§ **Excerpted records**:
_ _ _ _

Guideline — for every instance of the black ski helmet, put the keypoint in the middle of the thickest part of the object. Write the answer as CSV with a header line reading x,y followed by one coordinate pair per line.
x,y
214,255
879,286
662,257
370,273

_ _ _ _

§ **Aim**: Print all the items above line for line, with no change to any word.

§ **Problem solution**:
Guideline — for every instance of the black ski helmet, put the keypoint in the middle of the thickest part of the object. Write the answer as CSV with a header line reading x,y followed by one coordinate pair per line.
x,y
214,255
879,286
662,257
370,273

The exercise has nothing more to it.